Task details
If a line in the data holds the string "background", list it.

Records provided below:

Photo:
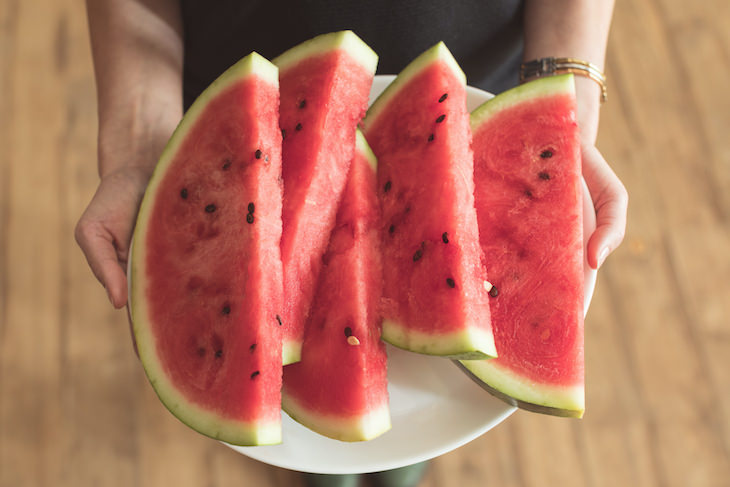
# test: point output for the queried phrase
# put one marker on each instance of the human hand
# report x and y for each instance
(104, 231)
(610, 201)
(610, 198)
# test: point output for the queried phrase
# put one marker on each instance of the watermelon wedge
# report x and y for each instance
(205, 268)
(325, 84)
(528, 194)
(434, 301)
(339, 389)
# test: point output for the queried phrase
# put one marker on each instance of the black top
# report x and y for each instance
(484, 36)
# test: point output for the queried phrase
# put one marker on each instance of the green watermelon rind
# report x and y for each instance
(363, 427)
(557, 400)
(345, 40)
(199, 419)
(438, 52)
(462, 345)
(470, 343)
(551, 85)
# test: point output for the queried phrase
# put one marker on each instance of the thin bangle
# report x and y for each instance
(550, 66)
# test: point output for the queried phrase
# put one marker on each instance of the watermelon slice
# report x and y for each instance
(529, 204)
(206, 270)
(339, 389)
(434, 299)
(325, 84)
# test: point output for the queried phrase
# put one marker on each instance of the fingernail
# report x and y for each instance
(109, 295)
(602, 256)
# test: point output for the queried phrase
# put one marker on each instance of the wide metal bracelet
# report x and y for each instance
(550, 66)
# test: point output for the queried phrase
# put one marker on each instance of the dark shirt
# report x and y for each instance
(484, 36)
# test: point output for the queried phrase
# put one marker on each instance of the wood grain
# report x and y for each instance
(76, 409)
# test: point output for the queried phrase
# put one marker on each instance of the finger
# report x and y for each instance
(610, 200)
(99, 249)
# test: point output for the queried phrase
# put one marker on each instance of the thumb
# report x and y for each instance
(99, 247)
(610, 200)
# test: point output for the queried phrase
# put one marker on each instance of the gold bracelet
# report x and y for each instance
(550, 66)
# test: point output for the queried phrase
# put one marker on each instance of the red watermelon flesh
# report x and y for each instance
(434, 298)
(529, 206)
(325, 84)
(339, 389)
(206, 270)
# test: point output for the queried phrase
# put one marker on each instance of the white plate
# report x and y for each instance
(435, 407)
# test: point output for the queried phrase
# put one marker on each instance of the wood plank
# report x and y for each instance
(77, 410)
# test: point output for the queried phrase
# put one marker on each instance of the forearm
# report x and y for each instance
(137, 50)
(572, 28)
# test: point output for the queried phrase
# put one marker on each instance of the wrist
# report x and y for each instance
(134, 136)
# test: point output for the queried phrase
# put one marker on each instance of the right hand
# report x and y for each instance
(105, 229)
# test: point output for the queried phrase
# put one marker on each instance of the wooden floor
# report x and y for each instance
(76, 409)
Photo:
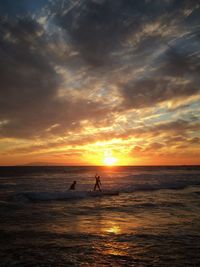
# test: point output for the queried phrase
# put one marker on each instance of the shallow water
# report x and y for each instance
(154, 221)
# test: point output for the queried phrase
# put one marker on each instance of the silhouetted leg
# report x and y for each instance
(95, 187)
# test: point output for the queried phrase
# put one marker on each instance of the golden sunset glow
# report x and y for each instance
(110, 161)
(98, 98)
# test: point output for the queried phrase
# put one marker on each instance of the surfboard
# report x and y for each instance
(46, 196)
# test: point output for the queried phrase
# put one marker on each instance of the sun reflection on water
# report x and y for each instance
(114, 229)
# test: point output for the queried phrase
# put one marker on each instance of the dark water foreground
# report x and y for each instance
(155, 221)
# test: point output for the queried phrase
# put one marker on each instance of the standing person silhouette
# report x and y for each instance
(97, 183)
(72, 186)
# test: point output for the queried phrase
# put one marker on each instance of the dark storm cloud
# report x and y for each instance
(99, 32)
(29, 84)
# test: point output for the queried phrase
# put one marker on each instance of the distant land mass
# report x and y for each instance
(44, 164)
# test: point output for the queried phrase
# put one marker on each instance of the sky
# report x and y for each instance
(94, 82)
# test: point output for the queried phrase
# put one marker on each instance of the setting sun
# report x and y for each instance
(110, 161)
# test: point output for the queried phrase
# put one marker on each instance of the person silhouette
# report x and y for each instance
(72, 186)
(97, 182)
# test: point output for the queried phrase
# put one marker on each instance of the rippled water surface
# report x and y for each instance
(154, 221)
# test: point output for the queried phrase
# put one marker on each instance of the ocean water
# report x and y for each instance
(154, 221)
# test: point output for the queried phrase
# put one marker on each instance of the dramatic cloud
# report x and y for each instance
(75, 73)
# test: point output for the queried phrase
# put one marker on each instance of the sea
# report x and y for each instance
(153, 221)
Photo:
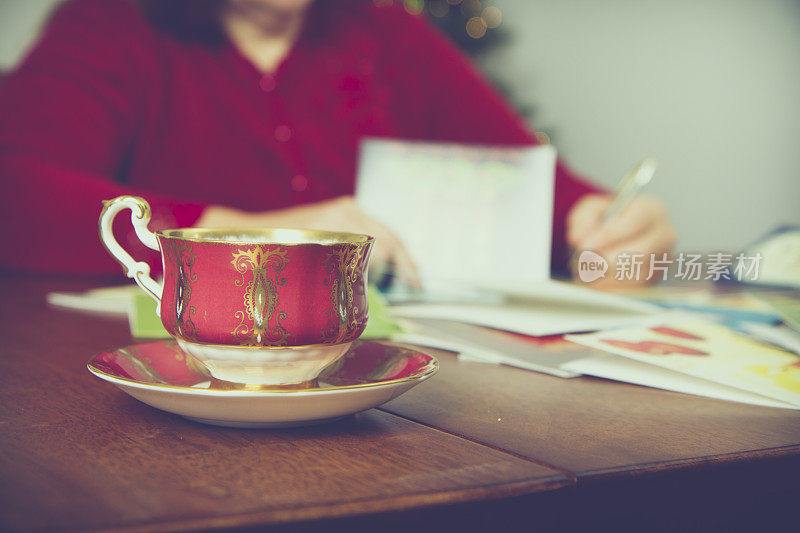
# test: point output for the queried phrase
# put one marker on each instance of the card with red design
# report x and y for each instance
(707, 351)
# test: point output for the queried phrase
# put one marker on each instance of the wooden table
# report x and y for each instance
(477, 447)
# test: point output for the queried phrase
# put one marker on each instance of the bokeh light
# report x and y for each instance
(476, 27)
(492, 16)
(438, 8)
(415, 7)
(471, 8)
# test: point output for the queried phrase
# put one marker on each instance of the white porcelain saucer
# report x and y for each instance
(161, 375)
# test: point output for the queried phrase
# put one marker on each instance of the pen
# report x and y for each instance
(627, 189)
(630, 185)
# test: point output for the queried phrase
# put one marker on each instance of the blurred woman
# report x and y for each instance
(244, 113)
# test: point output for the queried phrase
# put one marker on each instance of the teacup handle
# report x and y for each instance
(140, 217)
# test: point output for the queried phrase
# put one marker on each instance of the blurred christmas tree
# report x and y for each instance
(476, 27)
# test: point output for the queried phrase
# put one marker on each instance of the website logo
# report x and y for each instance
(591, 266)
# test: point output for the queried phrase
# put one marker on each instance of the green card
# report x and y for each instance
(145, 324)
(787, 307)
(142, 317)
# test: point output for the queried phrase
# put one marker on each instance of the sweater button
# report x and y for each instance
(283, 133)
(299, 183)
(267, 83)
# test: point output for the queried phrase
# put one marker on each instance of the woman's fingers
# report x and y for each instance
(635, 219)
(390, 251)
(584, 219)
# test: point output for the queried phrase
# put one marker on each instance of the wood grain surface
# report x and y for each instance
(77, 453)
(478, 447)
(593, 427)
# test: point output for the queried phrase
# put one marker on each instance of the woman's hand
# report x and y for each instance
(338, 214)
(643, 227)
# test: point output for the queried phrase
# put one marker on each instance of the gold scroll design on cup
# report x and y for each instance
(343, 266)
(180, 254)
(260, 296)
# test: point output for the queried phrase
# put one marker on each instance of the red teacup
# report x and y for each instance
(260, 306)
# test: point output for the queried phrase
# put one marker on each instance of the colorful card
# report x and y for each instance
(709, 352)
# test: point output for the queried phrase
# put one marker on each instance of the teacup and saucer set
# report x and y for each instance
(265, 325)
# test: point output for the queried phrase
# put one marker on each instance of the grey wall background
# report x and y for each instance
(709, 87)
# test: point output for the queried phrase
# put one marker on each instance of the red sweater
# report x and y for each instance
(106, 105)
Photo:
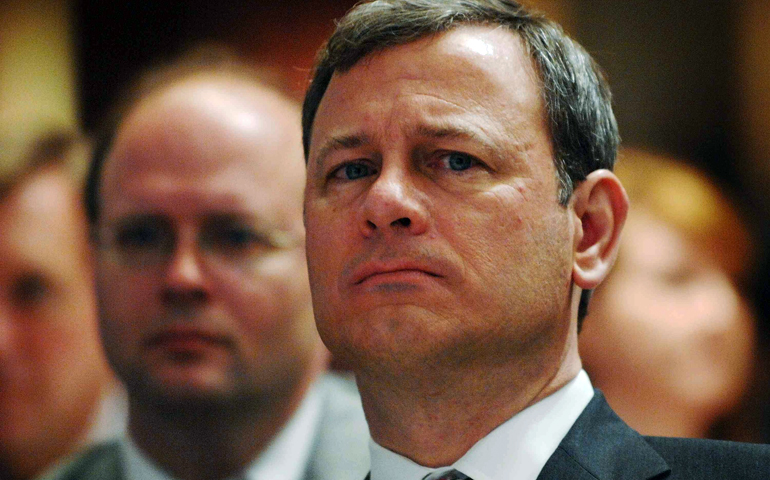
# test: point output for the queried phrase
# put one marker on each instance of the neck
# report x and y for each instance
(661, 416)
(434, 417)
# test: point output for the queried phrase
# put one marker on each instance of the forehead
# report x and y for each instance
(206, 143)
(469, 70)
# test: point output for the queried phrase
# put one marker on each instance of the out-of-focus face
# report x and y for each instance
(668, 327)
(202, 277)
(52, 368)
(434, 230)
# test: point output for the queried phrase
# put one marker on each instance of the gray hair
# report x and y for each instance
(578, 100)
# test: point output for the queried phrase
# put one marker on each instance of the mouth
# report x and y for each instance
(392, 273)
(186, 341)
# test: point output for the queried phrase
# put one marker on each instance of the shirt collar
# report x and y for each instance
(285, 458)
(518, 449)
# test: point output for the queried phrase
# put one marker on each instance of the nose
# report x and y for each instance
(6, 330)
(186, 282)
(394, 204)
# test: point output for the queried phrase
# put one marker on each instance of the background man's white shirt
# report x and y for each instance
(285, 458)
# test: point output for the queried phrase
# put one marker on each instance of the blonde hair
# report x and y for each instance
(685, 198)
(29, 143)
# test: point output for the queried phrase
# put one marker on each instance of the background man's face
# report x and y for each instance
(51, 365)
(431, 206)
(201, 274)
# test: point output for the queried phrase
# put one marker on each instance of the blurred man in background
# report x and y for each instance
(195, 201)
(57, 394)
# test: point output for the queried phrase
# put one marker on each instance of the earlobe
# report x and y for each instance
(599, 205)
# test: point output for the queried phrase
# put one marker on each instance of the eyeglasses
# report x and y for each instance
(143, 241)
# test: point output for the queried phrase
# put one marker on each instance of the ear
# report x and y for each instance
(599, 206)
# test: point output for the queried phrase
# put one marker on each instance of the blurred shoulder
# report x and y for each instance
(698, 458)
(101, 462)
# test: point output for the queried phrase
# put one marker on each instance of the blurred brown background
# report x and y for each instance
(690, 78)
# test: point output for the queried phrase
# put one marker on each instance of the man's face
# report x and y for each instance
(51, 365)
(431, 206)
(201, 275)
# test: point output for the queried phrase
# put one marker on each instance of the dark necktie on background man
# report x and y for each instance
(447, 475)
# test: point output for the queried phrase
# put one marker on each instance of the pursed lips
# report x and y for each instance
(368, 271)
(181, 336)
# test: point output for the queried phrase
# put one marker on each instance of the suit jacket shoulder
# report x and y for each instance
(102, 462)
(601, 446)
(341, 448)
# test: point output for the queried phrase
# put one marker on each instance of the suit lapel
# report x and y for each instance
(601, 446)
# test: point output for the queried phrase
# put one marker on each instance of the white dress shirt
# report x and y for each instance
(516, 450)
(285, 458)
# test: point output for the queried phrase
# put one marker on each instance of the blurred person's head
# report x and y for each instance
(52, 370)
(195, 200)
(669, 338)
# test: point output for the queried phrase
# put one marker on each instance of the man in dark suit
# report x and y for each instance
(195, 205)
(459, 208)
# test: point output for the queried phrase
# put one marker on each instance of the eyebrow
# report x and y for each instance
(343, 142)
(454, 132)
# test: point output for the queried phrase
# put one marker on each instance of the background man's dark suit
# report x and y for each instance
(601, 446)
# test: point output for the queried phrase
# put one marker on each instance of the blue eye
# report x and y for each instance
(354, 171)
(238, 237)
(139, 236)
(459, 161)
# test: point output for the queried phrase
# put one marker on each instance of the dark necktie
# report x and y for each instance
(450, 475)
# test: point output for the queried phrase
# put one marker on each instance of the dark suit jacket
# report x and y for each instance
(600, 446)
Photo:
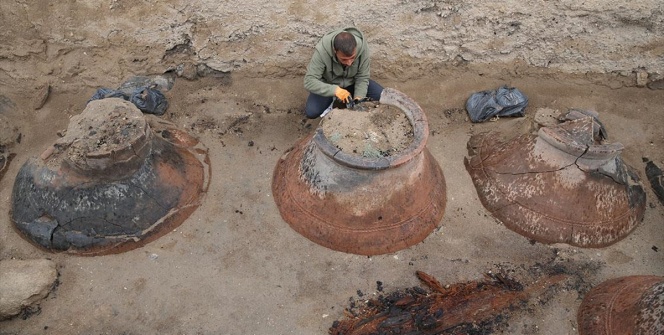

End of Records provided.

Problem solution
# put one marker on each instance of the grey wall background
# put one marker on each instance of the background man's white shirt
# put one marker on each instance of the background man's face
# put one marker on each instance of the blurred man in background
# put one marker on each instance of the blurred brown background
# put one marker on each instance of the dark necktie on background man
# put one marker on each instance of the background man's dark suit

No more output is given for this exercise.